Task objective: What's wanted is a faithful retyping of every entry, pictures excluded.

Source material:
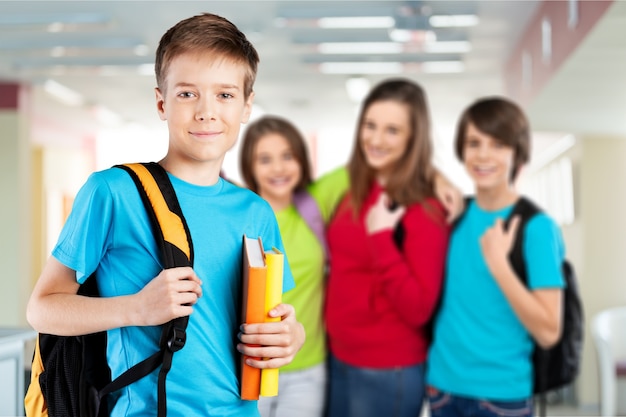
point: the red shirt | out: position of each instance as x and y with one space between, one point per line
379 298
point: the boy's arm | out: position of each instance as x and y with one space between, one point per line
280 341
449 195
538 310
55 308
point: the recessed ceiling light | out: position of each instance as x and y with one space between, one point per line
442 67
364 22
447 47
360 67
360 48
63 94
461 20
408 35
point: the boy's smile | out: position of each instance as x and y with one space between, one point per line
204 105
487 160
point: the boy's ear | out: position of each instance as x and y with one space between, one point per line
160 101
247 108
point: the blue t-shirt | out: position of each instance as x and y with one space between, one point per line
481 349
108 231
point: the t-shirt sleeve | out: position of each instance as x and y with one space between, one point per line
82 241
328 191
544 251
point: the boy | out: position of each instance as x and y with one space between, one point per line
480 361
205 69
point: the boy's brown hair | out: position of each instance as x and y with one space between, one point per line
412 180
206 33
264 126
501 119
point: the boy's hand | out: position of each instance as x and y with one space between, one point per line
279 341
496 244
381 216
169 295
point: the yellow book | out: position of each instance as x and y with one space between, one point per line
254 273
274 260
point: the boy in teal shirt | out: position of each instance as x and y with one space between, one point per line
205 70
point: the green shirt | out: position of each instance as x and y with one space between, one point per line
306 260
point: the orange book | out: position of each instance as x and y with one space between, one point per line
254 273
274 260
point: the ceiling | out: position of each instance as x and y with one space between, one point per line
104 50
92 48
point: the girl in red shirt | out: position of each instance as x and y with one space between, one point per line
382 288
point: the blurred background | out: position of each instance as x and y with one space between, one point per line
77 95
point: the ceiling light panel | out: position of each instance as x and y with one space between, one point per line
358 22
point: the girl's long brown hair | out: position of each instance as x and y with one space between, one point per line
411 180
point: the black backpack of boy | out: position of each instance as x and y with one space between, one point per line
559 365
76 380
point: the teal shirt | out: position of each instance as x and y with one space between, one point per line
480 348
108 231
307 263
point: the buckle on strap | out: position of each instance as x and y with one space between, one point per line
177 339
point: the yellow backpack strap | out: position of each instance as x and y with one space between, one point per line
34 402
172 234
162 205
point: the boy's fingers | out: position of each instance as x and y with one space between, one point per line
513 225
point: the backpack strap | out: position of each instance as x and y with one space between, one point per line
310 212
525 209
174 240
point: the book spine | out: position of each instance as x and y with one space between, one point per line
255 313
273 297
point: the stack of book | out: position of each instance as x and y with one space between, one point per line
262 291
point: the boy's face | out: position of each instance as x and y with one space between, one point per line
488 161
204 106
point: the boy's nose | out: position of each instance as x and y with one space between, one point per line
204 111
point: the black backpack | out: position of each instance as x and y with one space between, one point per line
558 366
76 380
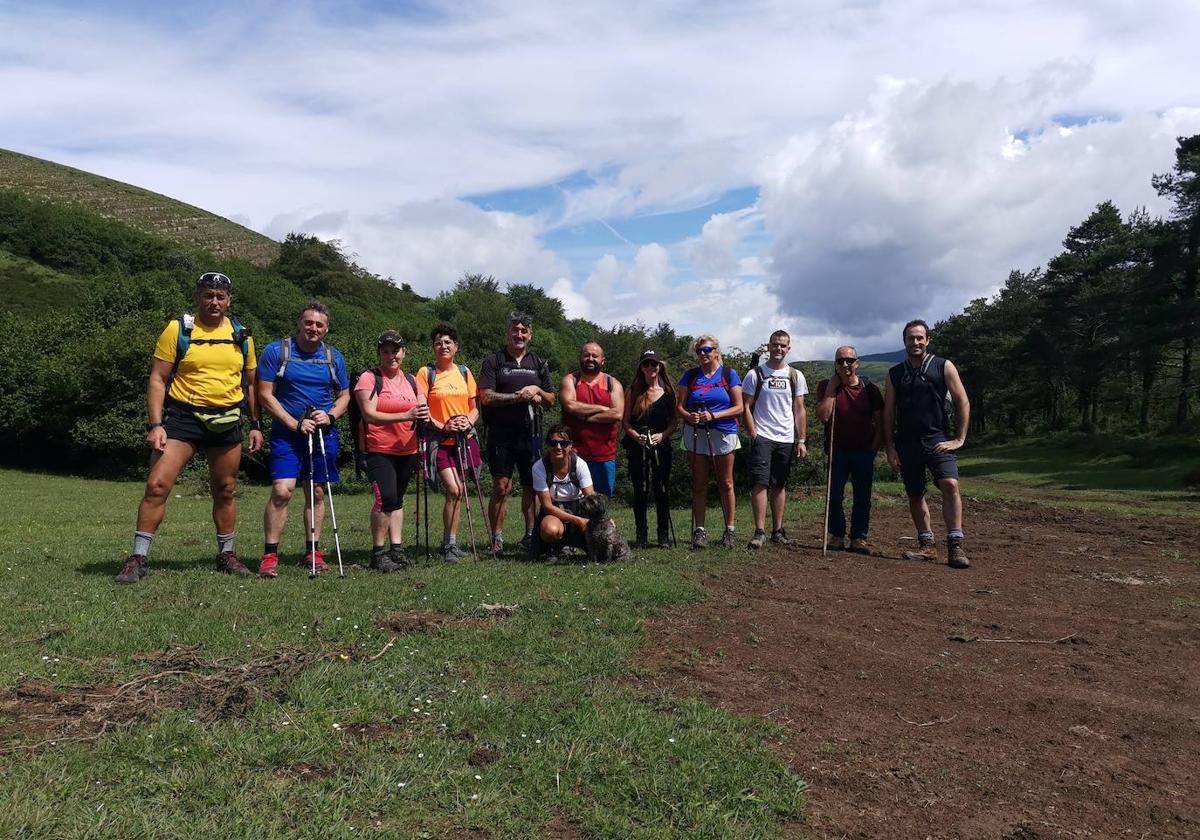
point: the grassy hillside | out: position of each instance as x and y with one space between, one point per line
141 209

Answer for this exercise:
point: the red shirt | out: position of each instance as x and y with one space between, one point per line
379 298
point: the boy's arm | out: position of each instance as x and y with one space between, one point per line
280 341
449 195
538 310
55 308
point: the recessed ceiling light | out: position of each instance as x and y with one space between, one point per line
442 67
364 22
447 47
360 67
360 48
63 94
461 20
408 35
point: the boy's smile | out: position of each instance as x and y with one space between, one point per line
204 105
487 160
point: the boy's ear | out: position of each instance as x and y with one space between, one point per line
160 101
247 108
point: the blue t-shirt | out: position of each instance as x and y with one space between, one point per line
481 349
108 231
point: the t-shirt sleeve | out: position of each instance as x and y with one space between, one point per line
82 241
328 191
544 251
point: the boy | out: position of each instance as x and y with one space between, one point per line
480 361
205 69
point: the boy's brown hair | out: position of each instance as x and y with one space between, one point per line
412 180
206 33
264 126
501 119
point: the boy's hand | out: position of each instance as x and y with one space between, one point per line
279 341
496 244
381 216
169 295
point: the yellow book | out: position of each instance as x and y with one space between, one point per line
254 273
274 260
point: the boy in teal shirt | out: position of each instance as x and y with one space between, one point per line
205 70
point: the green shirt | out: position of each instance as x and y with one space between, one point per line
306 260
point: the orange book | out: position of each instance as x and y with one space between, one point per line
254 273
274 260
point: the ceiling | out: position of each instance as x and y with one space between, one point per line
104 50
92 48
point: the girl in red shirt | out: position of each instance as x and y with one space between, one point per line
382 288
point: the blurred background | out: position of each instance as x and y with one space between, one point per line
77 95
point: the ceiling light panel | out: position of each instance as x and y with one space between, one point per line
358 22
point: the girl's long brown hair | out: position of each instance as x and y with one space between, one point per line
411 180
point: the black backpack of boy | out: position of each instance as x and y with one space between, one point per line
559 365
76 380
point: the teal shirt | out: position of each instance as x and y with one space between, one point per line
480 348
108 231
307 263
point: the buckle on strap | out: position of each instance as x and y with one space between, one point per line
177 339
point: the yellow backpack strap | out: position of each instance as x and y with one space between, one point per line
34 402
172 234
162 205
point: the boy's fingers | out: position of each instance as x and y with one space between, one point per line
513 225
point: the backpack strap | out: position of each instance as x and y with one space between, one point per line
310 212
525 209
174 240
point: the book spine | out: position of each instance as x and y with one space between, one point per line
255 313
273 297
point: the stack of book | out: position of each instance as x and y with one space between, one point per line
262 291
point: the boy's face | out: position of each instance as x and y with one space between, one point per line
488 161
204 106
point: the boy's nose | out: position of each instance as x and y with one space between, one point per line
204 111
point: the black backpack | out: position of each instance as x and y with one space between, one point per line
558 366
76 380
point: the grassy hillside | out: position of each instance as x and y with one space between, one point per line
141 209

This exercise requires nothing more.